What to produce ▸
Write out the stretch from the line containing "the dog, each" through the end of the items again, switching "instance" to "occurrence" wherever it appears and leaving everything else unchanged.
## Begin Data for this exercise
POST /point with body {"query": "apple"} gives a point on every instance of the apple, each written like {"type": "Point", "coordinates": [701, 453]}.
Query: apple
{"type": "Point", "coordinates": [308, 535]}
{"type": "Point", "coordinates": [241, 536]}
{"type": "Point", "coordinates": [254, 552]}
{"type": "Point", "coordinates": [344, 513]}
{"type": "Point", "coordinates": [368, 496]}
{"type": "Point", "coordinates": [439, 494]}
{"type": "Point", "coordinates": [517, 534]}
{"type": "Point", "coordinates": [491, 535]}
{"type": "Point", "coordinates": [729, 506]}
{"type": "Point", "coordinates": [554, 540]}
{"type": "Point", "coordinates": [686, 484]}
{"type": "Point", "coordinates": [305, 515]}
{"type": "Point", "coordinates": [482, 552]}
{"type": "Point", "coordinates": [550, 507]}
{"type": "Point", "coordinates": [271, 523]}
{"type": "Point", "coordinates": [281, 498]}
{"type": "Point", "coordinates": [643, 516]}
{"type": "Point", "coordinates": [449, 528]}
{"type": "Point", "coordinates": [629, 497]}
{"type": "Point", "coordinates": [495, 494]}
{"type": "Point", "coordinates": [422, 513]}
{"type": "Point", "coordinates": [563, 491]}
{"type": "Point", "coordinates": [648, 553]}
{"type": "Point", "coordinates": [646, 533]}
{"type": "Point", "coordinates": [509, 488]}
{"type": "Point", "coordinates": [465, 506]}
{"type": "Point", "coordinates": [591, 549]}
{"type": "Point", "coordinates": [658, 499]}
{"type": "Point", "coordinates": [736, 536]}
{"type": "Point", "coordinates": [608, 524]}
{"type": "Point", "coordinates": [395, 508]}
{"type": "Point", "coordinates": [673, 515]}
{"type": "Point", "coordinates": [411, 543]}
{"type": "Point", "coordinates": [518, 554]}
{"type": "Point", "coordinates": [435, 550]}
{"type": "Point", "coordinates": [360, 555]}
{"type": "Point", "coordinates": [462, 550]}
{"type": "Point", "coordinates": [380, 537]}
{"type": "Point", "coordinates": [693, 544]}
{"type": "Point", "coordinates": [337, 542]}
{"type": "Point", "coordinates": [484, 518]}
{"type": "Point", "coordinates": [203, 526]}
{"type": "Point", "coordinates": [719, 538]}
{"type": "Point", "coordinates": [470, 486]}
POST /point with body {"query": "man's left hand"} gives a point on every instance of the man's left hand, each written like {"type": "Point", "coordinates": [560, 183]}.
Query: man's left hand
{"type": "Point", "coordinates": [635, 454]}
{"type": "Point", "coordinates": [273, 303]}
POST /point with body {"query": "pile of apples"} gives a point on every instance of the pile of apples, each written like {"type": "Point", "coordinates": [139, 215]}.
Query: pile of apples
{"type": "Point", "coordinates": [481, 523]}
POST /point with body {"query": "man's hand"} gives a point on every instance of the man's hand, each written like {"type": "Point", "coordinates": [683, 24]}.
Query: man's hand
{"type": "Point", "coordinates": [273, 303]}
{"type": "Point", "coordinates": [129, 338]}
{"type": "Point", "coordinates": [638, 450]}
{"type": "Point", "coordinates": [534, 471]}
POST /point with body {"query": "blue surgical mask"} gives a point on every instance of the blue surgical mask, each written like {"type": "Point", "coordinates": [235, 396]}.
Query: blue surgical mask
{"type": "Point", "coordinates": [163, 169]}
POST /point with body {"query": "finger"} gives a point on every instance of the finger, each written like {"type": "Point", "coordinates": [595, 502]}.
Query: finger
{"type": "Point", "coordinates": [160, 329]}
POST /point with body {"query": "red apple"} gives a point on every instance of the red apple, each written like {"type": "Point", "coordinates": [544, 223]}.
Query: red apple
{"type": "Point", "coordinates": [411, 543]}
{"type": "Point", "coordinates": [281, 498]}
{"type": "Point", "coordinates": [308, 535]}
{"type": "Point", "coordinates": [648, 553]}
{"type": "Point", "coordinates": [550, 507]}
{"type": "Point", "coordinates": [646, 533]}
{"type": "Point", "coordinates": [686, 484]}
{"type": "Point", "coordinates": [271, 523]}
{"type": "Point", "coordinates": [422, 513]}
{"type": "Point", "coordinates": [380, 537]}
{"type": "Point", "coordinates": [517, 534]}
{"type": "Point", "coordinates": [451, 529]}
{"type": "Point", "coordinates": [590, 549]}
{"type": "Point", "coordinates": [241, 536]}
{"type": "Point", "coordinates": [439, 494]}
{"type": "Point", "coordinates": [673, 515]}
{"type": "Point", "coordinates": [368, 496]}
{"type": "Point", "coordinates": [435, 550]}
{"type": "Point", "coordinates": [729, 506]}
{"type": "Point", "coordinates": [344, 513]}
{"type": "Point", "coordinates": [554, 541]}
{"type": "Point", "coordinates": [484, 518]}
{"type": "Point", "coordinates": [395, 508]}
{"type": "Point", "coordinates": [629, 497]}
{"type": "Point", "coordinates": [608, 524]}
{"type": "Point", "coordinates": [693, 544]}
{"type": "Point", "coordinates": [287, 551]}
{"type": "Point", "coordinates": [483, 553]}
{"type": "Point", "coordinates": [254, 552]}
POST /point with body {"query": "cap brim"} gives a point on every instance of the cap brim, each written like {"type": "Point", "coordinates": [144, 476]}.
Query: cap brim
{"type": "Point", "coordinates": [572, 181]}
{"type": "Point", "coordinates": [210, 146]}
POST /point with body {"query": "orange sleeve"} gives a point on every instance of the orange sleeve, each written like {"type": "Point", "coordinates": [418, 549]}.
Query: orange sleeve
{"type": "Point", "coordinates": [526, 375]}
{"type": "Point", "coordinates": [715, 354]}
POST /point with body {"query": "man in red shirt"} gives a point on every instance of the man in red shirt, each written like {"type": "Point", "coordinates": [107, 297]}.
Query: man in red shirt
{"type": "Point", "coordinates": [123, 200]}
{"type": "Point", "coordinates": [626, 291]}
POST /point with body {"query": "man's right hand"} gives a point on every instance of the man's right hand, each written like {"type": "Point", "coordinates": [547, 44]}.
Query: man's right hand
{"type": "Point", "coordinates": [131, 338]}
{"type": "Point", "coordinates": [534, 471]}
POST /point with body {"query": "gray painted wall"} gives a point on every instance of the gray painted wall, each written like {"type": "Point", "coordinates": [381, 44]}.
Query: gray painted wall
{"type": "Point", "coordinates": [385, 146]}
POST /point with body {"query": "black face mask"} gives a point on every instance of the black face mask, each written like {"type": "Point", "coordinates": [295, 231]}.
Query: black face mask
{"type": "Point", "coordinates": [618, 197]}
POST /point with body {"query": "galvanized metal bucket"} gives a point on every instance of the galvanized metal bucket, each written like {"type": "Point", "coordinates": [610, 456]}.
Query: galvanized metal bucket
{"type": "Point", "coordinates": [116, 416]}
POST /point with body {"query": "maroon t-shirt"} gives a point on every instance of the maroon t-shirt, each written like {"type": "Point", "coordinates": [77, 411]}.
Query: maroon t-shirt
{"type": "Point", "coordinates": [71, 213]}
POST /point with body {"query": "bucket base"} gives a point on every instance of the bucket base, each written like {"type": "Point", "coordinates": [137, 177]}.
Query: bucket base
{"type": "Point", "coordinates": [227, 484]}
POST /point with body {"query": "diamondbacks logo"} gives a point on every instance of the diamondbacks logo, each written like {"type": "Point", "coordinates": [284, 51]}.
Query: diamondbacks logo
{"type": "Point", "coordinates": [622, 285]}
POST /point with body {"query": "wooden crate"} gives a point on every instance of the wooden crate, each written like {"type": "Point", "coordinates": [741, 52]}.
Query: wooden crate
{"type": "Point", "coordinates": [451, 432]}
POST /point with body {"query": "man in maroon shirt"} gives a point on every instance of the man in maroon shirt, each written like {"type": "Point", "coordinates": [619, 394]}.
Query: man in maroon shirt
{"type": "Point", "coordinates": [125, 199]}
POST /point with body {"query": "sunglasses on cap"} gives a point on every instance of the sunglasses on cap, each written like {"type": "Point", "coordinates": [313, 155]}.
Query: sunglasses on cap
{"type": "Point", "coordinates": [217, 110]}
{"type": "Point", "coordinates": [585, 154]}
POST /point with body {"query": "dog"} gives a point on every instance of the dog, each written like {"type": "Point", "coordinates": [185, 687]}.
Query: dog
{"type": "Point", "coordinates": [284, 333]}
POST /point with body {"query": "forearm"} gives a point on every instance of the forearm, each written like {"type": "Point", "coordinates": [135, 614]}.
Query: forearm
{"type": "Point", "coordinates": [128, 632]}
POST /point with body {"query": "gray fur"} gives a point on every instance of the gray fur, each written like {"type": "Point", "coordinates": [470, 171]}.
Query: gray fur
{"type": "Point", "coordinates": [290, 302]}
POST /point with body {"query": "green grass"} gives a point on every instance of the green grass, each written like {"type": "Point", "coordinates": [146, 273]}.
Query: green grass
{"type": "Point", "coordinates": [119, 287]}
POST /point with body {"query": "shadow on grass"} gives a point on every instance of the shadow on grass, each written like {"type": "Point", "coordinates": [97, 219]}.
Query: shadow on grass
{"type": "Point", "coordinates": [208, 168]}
## End Data for this exercise
Response for this exercise ▸
POST /point with body {"query": "dog"} gives a point on every occurrence of the dog, each written like {"type": "Point", "coordinates": [185, 687]}.
Query: dog
{"type": "Point", "coordinates": [284, 333]}
POST /point with body {"query": "forearm"} gives a point on every occurrence of the forearm, each written like {"type": "Point", "coordinates": [135, 614]}.
Query: forearm
{"type": "Point", "coordinates": [128, 632]}
POST /point with body {"query": "gray fur"} gives a point on every occurrence of the gray fur, each written like {"type": "Point", "coordinates": [470, 171]}.
Query: gray fur
{"type": "Point", "coordinates": [290, 302]}
POST /point with body {"query": "green grass"} gives a point on every occurrence of the green grass, each written like {"type": "Point", "coordinates": [146, 273]}.
Query: green grass
{"type": "Point", "coordinates": [119, 287]}
POST /point with body {"query": "shadow on grass"} gives a point on every occurrence of the shadow on grass, each written like {"type": "Point", "coordinates": [97, 219]}.
Query: shadow on grass
{"type": "Point", "coordinates": [208, 168]}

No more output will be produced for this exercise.